Dataset rows on where objects appear
▼

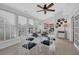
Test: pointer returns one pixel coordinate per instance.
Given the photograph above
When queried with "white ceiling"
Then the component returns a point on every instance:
(31, 8)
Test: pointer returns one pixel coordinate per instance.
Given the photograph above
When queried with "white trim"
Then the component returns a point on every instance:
(76, 46)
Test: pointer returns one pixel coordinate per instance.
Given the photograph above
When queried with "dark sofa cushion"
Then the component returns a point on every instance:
(29, 46)
(46, 42)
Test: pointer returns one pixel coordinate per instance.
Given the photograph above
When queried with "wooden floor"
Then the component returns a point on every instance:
(63, 47)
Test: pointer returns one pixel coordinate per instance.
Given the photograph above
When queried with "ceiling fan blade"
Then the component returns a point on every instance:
(50, 5)
(40, 6)
(45, 12)
(40, 10)
(50, 10)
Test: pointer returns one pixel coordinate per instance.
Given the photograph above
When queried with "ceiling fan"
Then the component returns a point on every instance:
(45, 8)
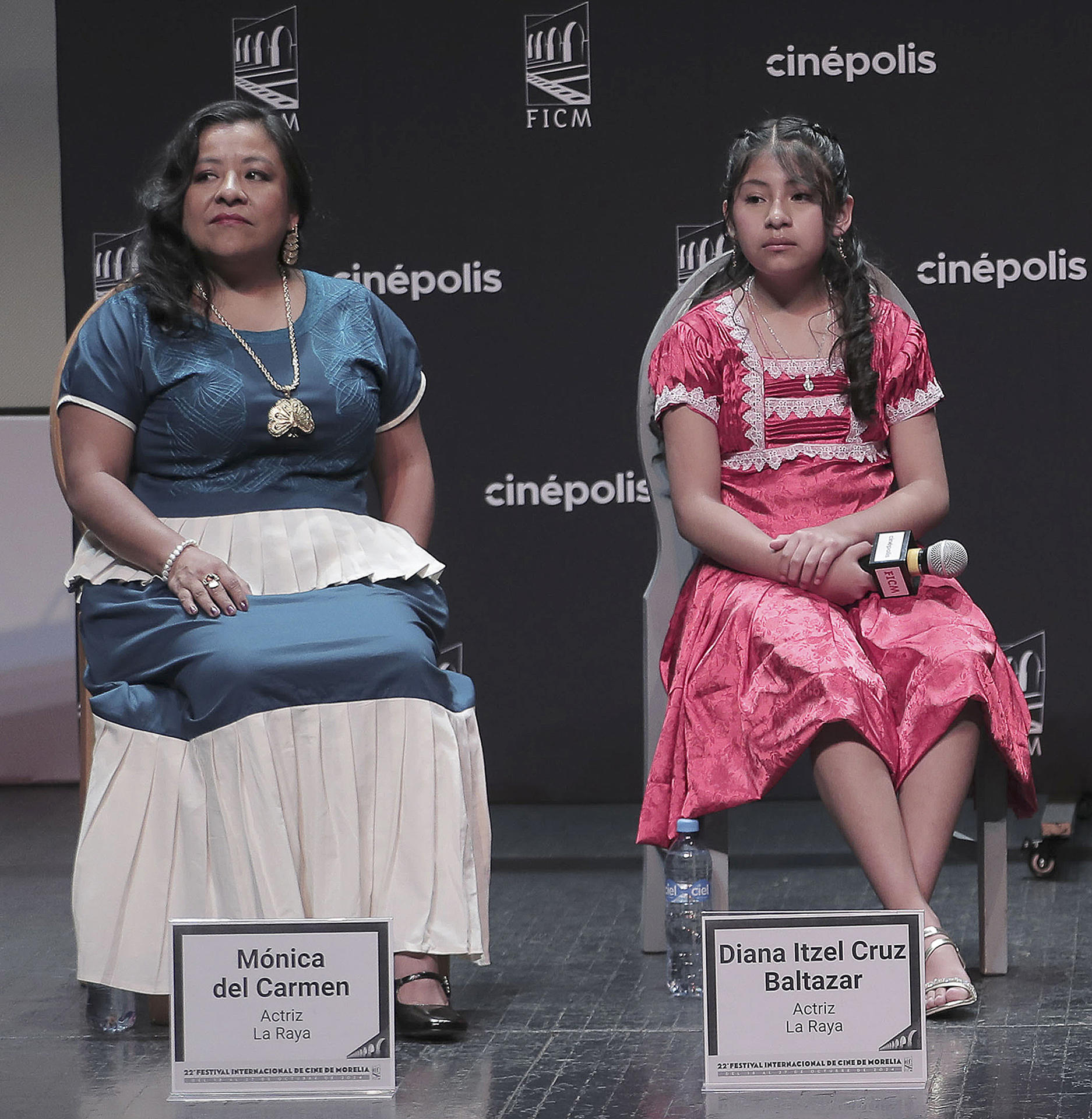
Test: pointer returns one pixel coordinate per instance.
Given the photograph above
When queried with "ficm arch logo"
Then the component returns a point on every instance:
(558, 69)
(266, 62)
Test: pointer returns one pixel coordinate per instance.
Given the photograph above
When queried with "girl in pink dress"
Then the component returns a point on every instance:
(797, 409)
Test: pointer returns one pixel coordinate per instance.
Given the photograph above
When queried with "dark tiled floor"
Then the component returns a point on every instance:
(572, 1020)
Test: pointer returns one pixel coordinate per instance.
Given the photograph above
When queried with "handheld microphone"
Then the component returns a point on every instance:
(896, 563)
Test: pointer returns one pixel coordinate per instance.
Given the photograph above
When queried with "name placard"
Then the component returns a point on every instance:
(824, 1001)
(277, 1009)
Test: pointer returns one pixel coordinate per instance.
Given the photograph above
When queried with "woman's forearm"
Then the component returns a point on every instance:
(408, 501)
(121, 520)
(920, 506)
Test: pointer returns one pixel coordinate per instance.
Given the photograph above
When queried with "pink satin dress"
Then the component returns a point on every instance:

▲

EXERCISE DIRECTIONS: Transcribe the listing above verbatim. Omit the pictures.

RESULT OF THIS TASK:
Test: pointer returns one pixel coordinate per instance.
Given the photograph above
When queried with "white ceiling"
Then the component returns a point on every instance:
(31, 8)
Test: pointer returns one pixel coordinate per instance.
Given the photograph above
When queried with "white trim"
Then the component returns a point on every instance:
(76, 46)
Test: pointer returns one pixel coordinate per instance.
Given the photograph above
When queried with "dark sofa cushion"
Then the component returns a point on every instance:
(29, 46)
(46, 42)
Test: pointer returns one pixel coordinate per instance.
Given the photograph above
When queried with "wooden floor"
Then the component returns a point on every instance:
(63, 47)
Test: pointer returns one pixel coordinate per instance.
Given the photograph above
When queried with "ceiling fan blade"
Then the component returns a point on every instance:
(50, 5)
(40, 6)
(45, 12)
(40, 10)
(50, 10)
Test: pointer returns one pixel coordinate per instance.
Given the photograph above
When queried with "ceiling fan"
Then the component returns a point on every instance:
(45, 8)
Test: pointer returns one pixel coordinate per instance.
Given the photograph above
When queried with "ficm arch logo"
Then the component returns a point on every instance:
(558, 69)
(266, 62)
Test: pointer returns one pixel coordinate per instance.
Given the photograph above
When queried with "girl in pink dress"
Then the component returns a point on every instance:
(797, 409)
Test: pointer returns one pixel coordinate per instance.
Given the photograph above
When queried with "dark tiled floor"
Then the component returns a point on every instance:
(572, 1020)
Test: pointer returns one pixel coordinate per instance.
Given the photograph above
When queried with "handheld microphone"
Then the component returns a point on every instance:
(896, 563)
Test: pointer returns one pixel coordinate per instance.
Given the photograph above
When queried with "name placard"
Then the component returns a point on every instance:
(824, 1001)
(277, 1009)
Test: pointer returns one pixel coordinate per instance.
Given the photograph above
When queried with "woman's forearm"
Then the component returns a point on every instance:
(408, 501)
(121, 520)
(920, 506)
Test: pointer returns one pixel coordinate per instance.
Given the photograph above
When queried with "pink satin dress"
Then the component returns a point on every instance:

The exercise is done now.